** Excerto selecionado **
>>>>>

LINGUAGEM SOBRE DEUS- Diamantino Bártolo

     

    O problema de Deus é um tema colossal porque: extenso, complexo, difícil e muito importante, na medida em que na História do Pensamento Ocidental, ao longo dos tempos, se tem encontrado expressões variadíssimas, opostas e até depreciativas, relativamente à possibilidade de o homem conhecer Deus, ou, pelo menos, provar a sua existência e, neste sentido: há os que afirmam ser impossível provar tal existência; e outros que defendem a viabilidade de se chegar a tais provas, e, por conseguinte, a Deus.
    Há quem afirme que «Deus é a chave da unidade na visão do mundo do crente monoteísta» e o próprio termo Deus é de natureza religiosa, não podendo ser apropriado pela Filosofia, embora contenha questões que interessem, ou afetem, o pensamento filosófico, porque o homem, na sua atividade religiosa, se caracteriza por descobrir um âmbito sagrado, ao qual se refere com adoração e expectativa de salvação, remetendo para um ponto mais além, de todas as manifestações simbólicas ou hierofanias.
    Tal ponto é já o Mistério, o que é específico da religião monoteísta e, para compreender a sua essência, teremos que colocar o seu Deus único, ao lado do Mistério, invocando-se Aquele pelo diálogo da oração, e assim, o Deus único do Mistério e o Deus invocado pela oração, resumem-se na fórmula do Mistério Agraciante.
    Neste primeiro raciocínio sobre Deus, parecem importantes as ideias definidoras do termo Deus, como sendo de natureza religiosa e, por outro lado, que no âmbito do sagrado, se condense o Mistério Agraciante.
    Importa, igualmente, destacar a aproximação dos dois termos básicos no desenvolvimento, e que são: a Razão e Deus, porque se Este, é um termo religioso; aquela, é a capacidade de recolher, ordenar e unificar a realidade, aparecendo Deus como princípio de toda a realidade.
    Ora, se a Razão tem capacidades tão profundas, é razoável que o homem, através dela, acredite na existência de Deus, na medida em que os seres humanos necessitam de sentido para as suas vidas, sentido que encontram acolhendo-se a uma outra visão do mundo, que dá consistência e unidade às suas condutas.
    Mas a Razão que aqui se desenvolve, não é de natureza científica, do âmbito das ciências empírico-positivas e formais abstratas. A Razão que efetivamente nos impele para Deus, é uma “Razão Vital”, que atravessa a vida do homem, e se deixa penetrar por essa mesma vida, é uma razão que supera o sentimento trágico, segundo o qual, Deus não se consegue pela razão científica positiva, o que faz sentir tragicamente o problema.

<<<<<

** Tarefas **
• a. No texto sobre a linguagem acerca de Deus, que nome se dá à Razão que impele o homem para Deus?
• b. Cite sem alterações o trecho do texto sobre a linguagem acerca de Deus que vai de "O problema de" a "conseguinte, a Deus.", incluindo ambos.
Não é preciso consultar a listagem que se segue.

** Listagem de dados **
>>>>>

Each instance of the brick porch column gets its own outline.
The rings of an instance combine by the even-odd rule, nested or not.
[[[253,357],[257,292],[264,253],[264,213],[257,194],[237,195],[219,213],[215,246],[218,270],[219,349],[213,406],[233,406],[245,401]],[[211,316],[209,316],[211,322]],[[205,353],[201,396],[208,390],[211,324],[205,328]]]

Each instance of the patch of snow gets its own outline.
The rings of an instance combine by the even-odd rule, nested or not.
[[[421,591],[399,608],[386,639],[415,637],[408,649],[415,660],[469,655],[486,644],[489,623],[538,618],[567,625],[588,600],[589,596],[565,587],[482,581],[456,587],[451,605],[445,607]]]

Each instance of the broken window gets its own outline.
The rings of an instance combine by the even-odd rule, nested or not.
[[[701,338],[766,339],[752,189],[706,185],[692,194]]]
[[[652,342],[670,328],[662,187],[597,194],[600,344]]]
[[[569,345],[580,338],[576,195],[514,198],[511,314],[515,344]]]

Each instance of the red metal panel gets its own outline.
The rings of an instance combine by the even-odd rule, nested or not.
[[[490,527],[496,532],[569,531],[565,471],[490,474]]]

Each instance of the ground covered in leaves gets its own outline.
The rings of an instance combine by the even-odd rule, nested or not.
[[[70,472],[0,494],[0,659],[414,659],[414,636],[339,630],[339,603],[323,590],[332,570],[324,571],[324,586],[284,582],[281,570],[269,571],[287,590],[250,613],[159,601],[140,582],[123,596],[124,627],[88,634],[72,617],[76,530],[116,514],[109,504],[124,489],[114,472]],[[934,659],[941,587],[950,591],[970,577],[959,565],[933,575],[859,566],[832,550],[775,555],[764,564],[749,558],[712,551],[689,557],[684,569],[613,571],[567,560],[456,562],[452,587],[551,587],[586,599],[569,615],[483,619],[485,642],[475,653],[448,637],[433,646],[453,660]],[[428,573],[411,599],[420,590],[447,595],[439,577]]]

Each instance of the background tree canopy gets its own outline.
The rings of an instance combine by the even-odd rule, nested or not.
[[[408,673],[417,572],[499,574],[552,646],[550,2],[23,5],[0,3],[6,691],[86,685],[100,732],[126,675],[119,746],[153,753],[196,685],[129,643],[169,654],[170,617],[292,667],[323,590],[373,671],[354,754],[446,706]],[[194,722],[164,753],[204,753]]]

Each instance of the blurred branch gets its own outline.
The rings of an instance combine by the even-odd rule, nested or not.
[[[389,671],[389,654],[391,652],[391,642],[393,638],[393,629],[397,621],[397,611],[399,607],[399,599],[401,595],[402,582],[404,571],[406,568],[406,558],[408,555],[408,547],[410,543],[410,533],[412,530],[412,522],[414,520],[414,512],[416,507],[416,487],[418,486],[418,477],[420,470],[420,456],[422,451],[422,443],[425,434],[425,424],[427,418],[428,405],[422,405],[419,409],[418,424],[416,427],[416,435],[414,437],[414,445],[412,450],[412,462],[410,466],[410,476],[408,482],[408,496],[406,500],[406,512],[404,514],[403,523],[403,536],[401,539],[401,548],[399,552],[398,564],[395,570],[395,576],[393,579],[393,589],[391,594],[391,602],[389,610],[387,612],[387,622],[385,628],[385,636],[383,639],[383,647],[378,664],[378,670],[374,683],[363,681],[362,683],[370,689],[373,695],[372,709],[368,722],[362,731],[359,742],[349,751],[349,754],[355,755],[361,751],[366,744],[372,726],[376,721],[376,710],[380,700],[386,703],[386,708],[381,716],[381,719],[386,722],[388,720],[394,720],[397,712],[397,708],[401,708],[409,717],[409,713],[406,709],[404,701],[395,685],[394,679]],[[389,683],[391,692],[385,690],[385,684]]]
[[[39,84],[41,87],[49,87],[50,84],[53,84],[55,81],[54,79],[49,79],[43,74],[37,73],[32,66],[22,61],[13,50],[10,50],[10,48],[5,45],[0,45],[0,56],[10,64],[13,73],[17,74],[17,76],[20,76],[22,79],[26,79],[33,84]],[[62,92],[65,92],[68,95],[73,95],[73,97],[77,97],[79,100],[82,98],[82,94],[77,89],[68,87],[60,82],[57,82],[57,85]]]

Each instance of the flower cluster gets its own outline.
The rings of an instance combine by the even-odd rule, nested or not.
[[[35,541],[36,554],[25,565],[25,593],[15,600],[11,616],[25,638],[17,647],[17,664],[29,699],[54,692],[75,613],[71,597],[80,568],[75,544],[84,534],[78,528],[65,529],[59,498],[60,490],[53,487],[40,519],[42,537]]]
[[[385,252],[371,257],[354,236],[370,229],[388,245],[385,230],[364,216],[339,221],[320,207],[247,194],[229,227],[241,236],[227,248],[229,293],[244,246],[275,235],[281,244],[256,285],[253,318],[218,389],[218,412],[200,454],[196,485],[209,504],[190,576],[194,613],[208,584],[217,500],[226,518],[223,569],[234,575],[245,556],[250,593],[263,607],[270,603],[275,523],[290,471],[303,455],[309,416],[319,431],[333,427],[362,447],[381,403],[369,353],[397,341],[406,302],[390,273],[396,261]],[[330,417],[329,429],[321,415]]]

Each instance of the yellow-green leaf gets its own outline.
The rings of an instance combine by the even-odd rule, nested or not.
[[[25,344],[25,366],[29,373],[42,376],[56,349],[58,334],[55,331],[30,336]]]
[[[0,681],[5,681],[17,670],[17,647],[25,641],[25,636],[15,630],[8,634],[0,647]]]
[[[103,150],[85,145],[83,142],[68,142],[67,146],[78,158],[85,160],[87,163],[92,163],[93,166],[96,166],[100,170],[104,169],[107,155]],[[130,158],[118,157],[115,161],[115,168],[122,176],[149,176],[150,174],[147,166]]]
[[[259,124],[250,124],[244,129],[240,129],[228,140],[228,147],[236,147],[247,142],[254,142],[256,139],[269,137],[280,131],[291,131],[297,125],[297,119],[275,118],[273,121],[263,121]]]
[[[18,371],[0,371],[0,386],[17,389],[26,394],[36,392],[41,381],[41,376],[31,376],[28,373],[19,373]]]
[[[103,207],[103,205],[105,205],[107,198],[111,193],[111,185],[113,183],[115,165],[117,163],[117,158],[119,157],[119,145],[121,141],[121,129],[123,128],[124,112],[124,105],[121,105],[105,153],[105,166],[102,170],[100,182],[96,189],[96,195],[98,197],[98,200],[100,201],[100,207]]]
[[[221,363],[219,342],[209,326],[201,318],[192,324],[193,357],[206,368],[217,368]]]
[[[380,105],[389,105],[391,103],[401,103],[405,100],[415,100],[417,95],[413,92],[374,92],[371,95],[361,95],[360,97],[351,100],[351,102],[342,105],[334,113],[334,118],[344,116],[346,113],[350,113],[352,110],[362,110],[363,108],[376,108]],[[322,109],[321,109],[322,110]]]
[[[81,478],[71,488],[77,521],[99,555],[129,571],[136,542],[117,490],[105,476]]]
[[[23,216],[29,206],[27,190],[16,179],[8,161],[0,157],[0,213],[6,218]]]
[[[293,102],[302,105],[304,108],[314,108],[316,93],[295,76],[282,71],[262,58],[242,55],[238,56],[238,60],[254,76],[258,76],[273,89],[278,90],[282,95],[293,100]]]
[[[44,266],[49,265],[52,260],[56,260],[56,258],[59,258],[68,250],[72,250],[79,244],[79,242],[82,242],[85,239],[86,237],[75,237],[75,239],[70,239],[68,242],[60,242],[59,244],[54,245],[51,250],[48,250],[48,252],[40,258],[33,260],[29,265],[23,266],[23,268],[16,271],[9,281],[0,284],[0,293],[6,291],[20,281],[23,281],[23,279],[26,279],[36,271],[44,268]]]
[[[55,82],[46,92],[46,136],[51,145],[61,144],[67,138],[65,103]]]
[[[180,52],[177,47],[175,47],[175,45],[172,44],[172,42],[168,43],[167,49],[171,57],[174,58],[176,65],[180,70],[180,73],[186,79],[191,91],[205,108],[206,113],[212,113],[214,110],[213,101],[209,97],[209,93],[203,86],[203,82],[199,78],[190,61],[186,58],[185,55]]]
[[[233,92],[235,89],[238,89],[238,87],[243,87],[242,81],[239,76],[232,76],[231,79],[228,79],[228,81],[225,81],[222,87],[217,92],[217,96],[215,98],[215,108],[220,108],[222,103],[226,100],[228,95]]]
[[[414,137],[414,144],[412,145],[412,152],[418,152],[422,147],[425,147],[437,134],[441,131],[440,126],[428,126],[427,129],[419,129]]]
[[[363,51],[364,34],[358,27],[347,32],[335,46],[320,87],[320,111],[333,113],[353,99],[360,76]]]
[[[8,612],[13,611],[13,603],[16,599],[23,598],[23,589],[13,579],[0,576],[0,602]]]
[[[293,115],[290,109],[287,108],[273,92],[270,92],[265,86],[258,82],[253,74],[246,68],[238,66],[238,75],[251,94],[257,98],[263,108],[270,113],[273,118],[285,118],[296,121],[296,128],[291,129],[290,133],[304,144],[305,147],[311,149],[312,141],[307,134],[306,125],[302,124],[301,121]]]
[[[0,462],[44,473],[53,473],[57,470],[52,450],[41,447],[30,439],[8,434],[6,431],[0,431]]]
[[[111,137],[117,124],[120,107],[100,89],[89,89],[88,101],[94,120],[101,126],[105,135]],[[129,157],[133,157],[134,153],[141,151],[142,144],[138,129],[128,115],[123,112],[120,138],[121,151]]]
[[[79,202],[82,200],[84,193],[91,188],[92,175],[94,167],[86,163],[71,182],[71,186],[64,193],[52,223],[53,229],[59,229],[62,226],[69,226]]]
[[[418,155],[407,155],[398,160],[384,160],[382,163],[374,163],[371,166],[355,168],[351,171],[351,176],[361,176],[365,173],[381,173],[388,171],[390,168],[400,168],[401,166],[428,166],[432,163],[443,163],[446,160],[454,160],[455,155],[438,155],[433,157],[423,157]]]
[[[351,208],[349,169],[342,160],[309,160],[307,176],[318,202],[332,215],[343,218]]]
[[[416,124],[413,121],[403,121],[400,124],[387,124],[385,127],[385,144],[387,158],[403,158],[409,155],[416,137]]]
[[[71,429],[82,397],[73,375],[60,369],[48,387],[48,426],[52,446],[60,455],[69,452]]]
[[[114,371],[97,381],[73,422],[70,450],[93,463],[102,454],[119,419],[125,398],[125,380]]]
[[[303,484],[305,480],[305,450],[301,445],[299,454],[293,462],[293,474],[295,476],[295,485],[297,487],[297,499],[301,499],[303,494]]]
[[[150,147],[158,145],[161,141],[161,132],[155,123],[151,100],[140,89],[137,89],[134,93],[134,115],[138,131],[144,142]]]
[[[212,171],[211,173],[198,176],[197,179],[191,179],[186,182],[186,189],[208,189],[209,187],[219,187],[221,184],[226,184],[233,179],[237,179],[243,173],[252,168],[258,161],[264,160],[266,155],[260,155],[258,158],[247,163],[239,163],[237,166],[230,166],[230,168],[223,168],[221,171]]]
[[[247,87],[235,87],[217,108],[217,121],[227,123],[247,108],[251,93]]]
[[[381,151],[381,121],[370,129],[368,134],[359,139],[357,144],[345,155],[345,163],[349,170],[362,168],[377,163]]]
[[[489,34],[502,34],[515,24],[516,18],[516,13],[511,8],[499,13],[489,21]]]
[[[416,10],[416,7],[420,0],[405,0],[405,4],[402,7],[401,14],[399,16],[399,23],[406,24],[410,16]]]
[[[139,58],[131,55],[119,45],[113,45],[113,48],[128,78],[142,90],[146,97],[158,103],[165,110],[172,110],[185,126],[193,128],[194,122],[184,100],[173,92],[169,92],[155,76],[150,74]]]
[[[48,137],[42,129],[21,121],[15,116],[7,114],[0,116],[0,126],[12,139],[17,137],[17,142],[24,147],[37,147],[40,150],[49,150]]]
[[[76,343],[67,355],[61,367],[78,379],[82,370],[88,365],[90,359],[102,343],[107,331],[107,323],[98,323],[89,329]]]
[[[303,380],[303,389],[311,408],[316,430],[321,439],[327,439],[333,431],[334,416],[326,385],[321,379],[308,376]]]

<<<<<

** Respostas **
• a. «Razão Vital».

• b.
O problema de Deus é um tema colossal porque: extenso, complexo, difícil e muito importante, na medida em que na História do Pensamento Ocidental, ao longo dos tempos, se tem encontrado expressões variadíssimas, opostas e até depreciativas, relativamente à possibilidade de o homem conhecer Deus, ou, pelo menos, provar a sua existência e, neste sentido: há os que afirmam ser impossível provar tal existência; e outros que defendem a viabilidade de se chegar a tais provas, e, por conseguinte, a Deus.